Required task 1: Reproduce the portion of the Sacramentum Caritatis article between "Vatican, Mar. 6, 2007" and "Vatican has announced.", inclusive, word for word.

Quoted passage:
----
Sacramentum Caritatis

March 6, 2007

Papal document on Eucharist due March 13

Vatican, Mar. 6, 2007 (CWNews.com) – Pope Benedict’s apostolic exhortation on the Eucharist will be released on Tuesday, March 13, the Vatican has announced.

The new papal document, entitled Sacramentum Caritatis, summarizes and concludes the deliberations of the Synod of Bishops, which met in October 2005 to discuss the Eucharist.

The apostolic exhortation will be introduced to the press at a briefing hosted by Cardinal Angelo Scola of Venice, who was the relator general for the Synod assembly; and Archbishop Nikola Eterovic, the secretary-general of the Synod of Bishops.

The Synod of Bishops met in October 2005 to discuss the theme, “The Eucharist: Living Bread for Peace in the World,” with 256 bishops from 118 countries participating in the discussions. In a break from the usual practice, the Synod fathers made public an “unofficial” list of the 50 propositions approved at the conclusion of their deliberations. Ordinarily the propositions remain confidential, to be used by the Pope in preparing an apostolic exhortation on the topic of the Synod’s deliberations. But Pope Benedict approved the public release of the conclusions from this assembly.
----
Information given:
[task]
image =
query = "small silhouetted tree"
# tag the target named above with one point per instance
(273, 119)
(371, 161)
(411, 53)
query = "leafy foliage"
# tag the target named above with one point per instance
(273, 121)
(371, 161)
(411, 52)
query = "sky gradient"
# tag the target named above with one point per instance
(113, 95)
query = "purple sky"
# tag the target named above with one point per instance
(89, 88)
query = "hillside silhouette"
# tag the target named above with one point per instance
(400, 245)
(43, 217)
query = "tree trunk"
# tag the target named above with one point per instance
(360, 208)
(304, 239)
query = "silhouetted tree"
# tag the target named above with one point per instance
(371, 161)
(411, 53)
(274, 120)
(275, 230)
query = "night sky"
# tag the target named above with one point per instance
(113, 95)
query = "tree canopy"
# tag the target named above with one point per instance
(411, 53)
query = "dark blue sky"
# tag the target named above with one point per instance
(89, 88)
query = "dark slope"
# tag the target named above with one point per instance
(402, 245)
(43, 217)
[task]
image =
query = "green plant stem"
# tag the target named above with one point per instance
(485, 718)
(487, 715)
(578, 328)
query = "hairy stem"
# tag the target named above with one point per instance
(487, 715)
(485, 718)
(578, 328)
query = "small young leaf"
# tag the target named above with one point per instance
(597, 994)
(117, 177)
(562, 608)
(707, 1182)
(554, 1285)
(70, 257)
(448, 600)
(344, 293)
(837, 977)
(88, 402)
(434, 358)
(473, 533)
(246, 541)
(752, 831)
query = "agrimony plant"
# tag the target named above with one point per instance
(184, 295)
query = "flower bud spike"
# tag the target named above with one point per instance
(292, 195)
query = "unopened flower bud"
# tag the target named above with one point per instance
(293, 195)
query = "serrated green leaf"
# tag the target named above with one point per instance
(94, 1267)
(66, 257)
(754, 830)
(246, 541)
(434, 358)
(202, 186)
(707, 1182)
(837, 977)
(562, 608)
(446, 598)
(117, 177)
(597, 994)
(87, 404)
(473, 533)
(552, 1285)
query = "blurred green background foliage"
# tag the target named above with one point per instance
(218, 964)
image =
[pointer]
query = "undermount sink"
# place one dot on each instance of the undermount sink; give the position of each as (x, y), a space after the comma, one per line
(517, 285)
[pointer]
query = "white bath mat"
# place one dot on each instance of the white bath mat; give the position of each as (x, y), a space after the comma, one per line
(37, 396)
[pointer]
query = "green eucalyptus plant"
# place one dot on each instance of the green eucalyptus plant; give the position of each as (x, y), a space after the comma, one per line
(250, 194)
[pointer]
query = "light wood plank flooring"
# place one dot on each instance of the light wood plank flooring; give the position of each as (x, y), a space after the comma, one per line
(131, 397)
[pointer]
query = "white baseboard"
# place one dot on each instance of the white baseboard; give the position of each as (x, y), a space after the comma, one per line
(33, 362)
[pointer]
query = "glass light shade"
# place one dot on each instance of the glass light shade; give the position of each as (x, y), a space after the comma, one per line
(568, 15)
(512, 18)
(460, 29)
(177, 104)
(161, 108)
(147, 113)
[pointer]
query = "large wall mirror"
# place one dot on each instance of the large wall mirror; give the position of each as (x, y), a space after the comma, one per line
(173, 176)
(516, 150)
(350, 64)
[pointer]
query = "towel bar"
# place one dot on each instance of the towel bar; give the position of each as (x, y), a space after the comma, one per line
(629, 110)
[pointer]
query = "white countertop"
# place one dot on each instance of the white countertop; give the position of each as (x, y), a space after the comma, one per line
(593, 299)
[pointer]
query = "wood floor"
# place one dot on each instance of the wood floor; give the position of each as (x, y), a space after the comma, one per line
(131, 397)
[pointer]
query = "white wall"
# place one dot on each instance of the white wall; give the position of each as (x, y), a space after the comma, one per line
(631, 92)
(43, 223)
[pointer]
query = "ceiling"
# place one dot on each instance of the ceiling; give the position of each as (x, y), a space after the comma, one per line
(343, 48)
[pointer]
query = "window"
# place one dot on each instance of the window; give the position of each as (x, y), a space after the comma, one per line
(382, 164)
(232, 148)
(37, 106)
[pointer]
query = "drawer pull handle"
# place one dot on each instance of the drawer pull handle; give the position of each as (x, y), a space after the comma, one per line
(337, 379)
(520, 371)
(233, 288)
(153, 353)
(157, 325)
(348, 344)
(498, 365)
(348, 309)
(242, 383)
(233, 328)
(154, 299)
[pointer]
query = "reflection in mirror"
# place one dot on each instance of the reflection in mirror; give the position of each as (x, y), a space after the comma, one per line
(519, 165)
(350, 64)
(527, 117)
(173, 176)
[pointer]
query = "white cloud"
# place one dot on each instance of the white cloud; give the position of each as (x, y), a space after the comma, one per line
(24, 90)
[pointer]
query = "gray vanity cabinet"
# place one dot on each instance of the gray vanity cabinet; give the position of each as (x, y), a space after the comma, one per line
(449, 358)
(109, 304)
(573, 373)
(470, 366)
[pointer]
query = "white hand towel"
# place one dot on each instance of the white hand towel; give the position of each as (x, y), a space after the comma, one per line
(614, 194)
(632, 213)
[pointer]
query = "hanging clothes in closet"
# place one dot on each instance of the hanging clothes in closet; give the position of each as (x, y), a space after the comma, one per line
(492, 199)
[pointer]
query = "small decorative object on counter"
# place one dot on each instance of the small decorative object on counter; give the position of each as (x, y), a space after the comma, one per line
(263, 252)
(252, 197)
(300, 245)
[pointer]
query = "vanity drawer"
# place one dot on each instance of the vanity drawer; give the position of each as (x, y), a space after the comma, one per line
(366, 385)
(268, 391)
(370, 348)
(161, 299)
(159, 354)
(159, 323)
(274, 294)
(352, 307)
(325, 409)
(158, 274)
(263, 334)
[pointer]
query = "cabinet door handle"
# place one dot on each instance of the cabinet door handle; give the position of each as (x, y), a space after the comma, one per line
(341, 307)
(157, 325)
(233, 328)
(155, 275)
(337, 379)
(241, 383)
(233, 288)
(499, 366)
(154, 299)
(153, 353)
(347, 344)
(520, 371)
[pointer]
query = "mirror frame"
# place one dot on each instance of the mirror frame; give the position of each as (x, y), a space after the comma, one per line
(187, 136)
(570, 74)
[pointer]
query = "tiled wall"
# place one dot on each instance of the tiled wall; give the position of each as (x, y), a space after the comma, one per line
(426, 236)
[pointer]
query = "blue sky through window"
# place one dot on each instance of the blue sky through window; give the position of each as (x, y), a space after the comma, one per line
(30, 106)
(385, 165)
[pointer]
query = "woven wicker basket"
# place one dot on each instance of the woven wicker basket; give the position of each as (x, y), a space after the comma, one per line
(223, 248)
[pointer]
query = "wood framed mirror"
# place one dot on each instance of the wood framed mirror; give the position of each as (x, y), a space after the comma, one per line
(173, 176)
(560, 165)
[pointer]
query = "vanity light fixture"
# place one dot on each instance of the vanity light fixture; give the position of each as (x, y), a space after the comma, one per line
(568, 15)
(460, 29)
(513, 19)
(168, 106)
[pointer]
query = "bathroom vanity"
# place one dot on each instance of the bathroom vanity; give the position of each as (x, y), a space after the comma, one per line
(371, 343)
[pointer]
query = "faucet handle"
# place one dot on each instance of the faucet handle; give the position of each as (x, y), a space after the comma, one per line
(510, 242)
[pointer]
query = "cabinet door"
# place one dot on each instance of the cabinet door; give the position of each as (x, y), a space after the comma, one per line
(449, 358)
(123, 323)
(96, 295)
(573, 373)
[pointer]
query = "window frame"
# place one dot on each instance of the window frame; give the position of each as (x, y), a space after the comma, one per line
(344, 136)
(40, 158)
----
Required task 2: Report every row above that contains the string "object". Matching is case-sensitive.

Full output 1:
Vatican, Mar. 6, 2007 (CWNews.com) – Pope Benedict’s apostolic exhortation on the Eucharist will be released on Tuesday, March 13, the Vatican has announced.

Full output 2:
query = "small decorative object on counter"
# place one dot on each instance of the small decorative object on counter; give the position of each as (x, y), a space after the comma, one per line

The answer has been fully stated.